Problem requirements — Nothing but an exact copy of the records is expected here.

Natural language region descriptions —

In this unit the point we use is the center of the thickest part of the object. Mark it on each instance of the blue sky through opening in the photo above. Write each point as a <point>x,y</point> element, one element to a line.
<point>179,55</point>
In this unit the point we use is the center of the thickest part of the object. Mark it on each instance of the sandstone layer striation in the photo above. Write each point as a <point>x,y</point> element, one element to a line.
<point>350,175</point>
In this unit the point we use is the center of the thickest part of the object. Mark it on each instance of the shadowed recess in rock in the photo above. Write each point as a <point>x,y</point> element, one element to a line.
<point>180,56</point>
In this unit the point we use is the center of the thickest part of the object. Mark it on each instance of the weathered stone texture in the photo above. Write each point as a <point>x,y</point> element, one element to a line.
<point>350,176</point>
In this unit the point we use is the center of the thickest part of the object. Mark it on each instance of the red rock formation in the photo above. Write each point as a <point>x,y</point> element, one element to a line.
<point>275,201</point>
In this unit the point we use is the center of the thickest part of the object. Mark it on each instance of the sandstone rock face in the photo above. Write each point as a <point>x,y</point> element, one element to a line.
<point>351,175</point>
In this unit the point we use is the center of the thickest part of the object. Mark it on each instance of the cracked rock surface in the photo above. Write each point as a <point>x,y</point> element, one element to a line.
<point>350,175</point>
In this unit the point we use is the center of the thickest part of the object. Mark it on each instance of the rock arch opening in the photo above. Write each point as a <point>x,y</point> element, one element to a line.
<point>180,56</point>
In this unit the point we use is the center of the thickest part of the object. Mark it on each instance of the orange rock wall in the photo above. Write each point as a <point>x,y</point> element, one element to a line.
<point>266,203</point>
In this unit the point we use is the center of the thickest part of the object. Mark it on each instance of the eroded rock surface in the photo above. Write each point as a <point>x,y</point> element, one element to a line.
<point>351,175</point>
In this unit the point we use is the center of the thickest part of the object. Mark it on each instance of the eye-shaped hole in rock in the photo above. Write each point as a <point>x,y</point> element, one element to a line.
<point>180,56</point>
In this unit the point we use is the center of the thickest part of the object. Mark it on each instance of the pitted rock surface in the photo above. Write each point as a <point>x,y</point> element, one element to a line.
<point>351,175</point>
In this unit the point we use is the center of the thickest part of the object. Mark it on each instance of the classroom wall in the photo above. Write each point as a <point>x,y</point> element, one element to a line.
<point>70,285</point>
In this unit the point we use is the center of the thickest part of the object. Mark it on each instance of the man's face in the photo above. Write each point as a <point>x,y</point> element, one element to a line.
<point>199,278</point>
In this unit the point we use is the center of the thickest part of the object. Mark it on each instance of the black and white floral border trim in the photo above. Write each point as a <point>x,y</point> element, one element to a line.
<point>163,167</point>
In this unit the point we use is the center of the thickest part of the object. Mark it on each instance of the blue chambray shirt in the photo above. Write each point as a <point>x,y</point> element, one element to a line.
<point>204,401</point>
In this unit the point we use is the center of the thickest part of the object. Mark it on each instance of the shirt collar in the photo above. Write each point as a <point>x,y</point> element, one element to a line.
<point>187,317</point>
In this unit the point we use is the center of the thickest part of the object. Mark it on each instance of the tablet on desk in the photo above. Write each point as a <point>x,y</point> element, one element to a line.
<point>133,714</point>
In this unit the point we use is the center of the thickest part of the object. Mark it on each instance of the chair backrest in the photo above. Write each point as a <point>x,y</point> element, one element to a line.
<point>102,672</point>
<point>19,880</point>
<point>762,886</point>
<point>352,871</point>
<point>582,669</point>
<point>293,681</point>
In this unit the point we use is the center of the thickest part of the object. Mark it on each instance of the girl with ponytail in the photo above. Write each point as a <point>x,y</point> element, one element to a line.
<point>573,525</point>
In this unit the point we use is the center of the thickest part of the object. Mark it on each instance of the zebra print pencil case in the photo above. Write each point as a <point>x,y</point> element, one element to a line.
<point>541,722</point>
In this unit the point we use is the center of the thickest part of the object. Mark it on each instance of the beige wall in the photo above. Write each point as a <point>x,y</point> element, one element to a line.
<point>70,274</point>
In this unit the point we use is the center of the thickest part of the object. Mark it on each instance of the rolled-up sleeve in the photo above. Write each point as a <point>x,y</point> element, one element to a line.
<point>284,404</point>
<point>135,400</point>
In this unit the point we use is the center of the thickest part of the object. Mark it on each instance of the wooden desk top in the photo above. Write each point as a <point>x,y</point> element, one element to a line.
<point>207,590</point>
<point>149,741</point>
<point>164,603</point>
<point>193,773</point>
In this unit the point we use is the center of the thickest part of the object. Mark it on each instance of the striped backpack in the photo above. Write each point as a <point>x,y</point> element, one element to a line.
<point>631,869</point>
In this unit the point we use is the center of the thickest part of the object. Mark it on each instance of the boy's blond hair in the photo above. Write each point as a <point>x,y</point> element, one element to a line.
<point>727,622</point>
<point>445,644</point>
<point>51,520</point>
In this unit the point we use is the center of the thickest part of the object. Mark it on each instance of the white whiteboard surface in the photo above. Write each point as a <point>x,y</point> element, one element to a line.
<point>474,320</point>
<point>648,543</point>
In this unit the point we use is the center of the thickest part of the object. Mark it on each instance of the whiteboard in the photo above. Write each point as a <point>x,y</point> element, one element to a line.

The completed task —
In this unit the point we use is the center of the thickest part of the object. Mark it on each instance of the blue sky through opening in the photo above. Write each point as a <point>x,y</point> element, one element to a line.
<point>179,55</point>
In this unit the point we use is the center of the thickest part of the object. Mark it on each instance of the sandstone layer striation in the photo above. Write each point as a <point>x,y</point> element, one element to a line.
<point>350,175</point>
In this unit the point we use is the center of the thickest part of the object. Mark it on each instance of the shadowed recess in rock in the photo above. Write each point as a <point>x,y</point> element, one element to a line.
<point>180,56</point>
In this unit the point we use is the center of the thickest part of the object. Mark it on each instance of the weathered stone texture in the photo above. Write each point as a <point>x,y</point> element, one element to a line.
<point>350,176</point>
In this unit the point we use is the center of the thickest part of the object. Mark it on each instance of the red rock formation in the photo above. Write each point as a <point>x,y</point> element, one element to a line.
<point>275,201</point>
In this unit the point we use is the center of the thickest part of the object. Mark it on each instance of the sandstone rock face in the photo above. Write each point as a <point>x,y</point> element, one element to a line.
<point>351,175</point>
In this unit the point we use is the center of the thickest part of the object. Mark it on each instance of the cracked rock surface in the photo above. Write each point as a <point>x,y</point> element, one element to a line.
<point>350,175</point>
In this unit the point we use is the center of the thickest part of the object. Mark it on each instance of the rock arch opening in the photo above. Write each point as a <point>x,y</point> element, one element to a line.
<point>180,56</point>
In this unit the point we use is the center of the thickest part of the object. Mark it on each instance of the orange rock wall in the photo above. Write each point as a <point>x,y</point> element, one element to a line.
<point>266,203</point>
In this unit the point we use is the center of the thickest part of the object. Mark it on each instance of the eroded rock surface in the photo above. Write each point as a <point>x,y</point> element, one element to a line.
<point>351,175</point>
In this unit the point we use is the center of the thickest part of the object. Mark it on each instance of the eye-shaped hole in rock in the photo above. Write each point as a <point>x,y</point> element, one element to a line.
<point>180,56</point>
In this unit the point we use is the center of the thickest part of the object. Mark it on each instance of the pitted rock surface in the photo above. Write each point as a <point>x,y</point> element, one element to a line.
<point>351,175</point>
In this unit the point we use is the center of the thickest part of the object. Mark it on each instance of the classroom wall in the photo above. Write each point as a <point>x,y</point> element, one element to a line.
<point>70,285</point>
In this unit the point we use is the center of the thickest part of the object. Mark it on each instance of the man's face in the photo above. Write each point as a <point>x,y</point> element, one element to a line.
<point>199,278</point>
In this unit the point we use is the center of the thickest part of the object. Mark it on each instance of the black and white floral border trim in the photo above. Write each point as a <point>x,y</point> element, one element to a line.
<point>163,167</point>
In this unit the point we use is the center of the thickest part of the object. Mark it on each instance of the blue chambray shirt in the photo above. Write each point as a <point>x,y</point> element, one element to a line.
<point>204,401</point>
In this unit the point we use is the center of the thickest part of the object. Mark it on each instance of the shirt collar in the photo above. Write each point as a <point>x,y</point> element, one element to a line.
<point>187,317</point>
In this unit the point we use is the center of the thickest part of the object. Mark it on each instance of the tablet on desk in the photo above. Write each point as a <point>x,y</point> element, one element to a line.
<point>133,714</point>
In this unit the point we use is the center of the thickest part of the object. Mark it on each instance of the chair backrest in the photo above. Write each point as a <point>x,y</point> element, one element to a line.
<point>102,672</point>
<point>19,880</point>
<point>762,886</point>
<point>352,871</point>
<point>582,669</point>
<point>293,681</point>
In this unit the point we use is the center of the thickest part of the object. Mark it on each instance of the girl with ponytail in the photo above. Write each point as a <point>x,y</point> element, one element to a line.
<point>573,525</point>
In this unit the point we use is the center of the thickest part of the object. Mark it on each instance of the zebra print pencil case in the photo above. Write each point as a <point>x,y</point> element, one element to a line.
<point>541,722</point>
In this unit the point we use is the center of the thickest part of the object. Mark it on each instance of the beige wall in the photo above. Write each point as a <point>x,y</point> element, one element to a line.
<point>70,274</point>
In this unit the point we use is the center of the thickest part of the object. Mark it on each instance of the rolled-up sleeve in the photo above. Write each point as a <point>x,y</point> element, one element to a line.
<point>284,404</point>
<point>135,400</point>
In this unit the point we use is the center of the thickest part of the object. Mark it on each instance of the wooden desk top in the photo above. Write each point as a <point>x,y</point> element, one element to a line.
<point>207,590</point>
<point>149,741</point>
<point>164,603</point>
<point>193,773</point>
In this unit the point we use is the center of the thickest part of the object. Mark it on each instance of the striped backpack in the photo above. Write each point as a <point>x,y</point> element, one element to a line.
<point>631,869</point>
In this unit the point we use is the center of the thickest part of the object. Mark it on each instance of the boy's blond hair in the photo above. Write each point as a <point>x,y</point> element, one element to a line.
<point>727,622</point>
<point>445,644</point>
<point>51,520</point>
In this unit the point we use is the center of the thickest part of the object. Mark it on each instance of the white whiteboard surface in the photo above. Write each point as a <point>x,y</point> element, one element to a line.
<point>474,320</point>
<point>648,543</point>
In this unit the point we use is the center of the thickest part of the object. Mark it on each instance of the whiteboard in the photo above. Write each point as a <point>x,y</point> element, one element to a line.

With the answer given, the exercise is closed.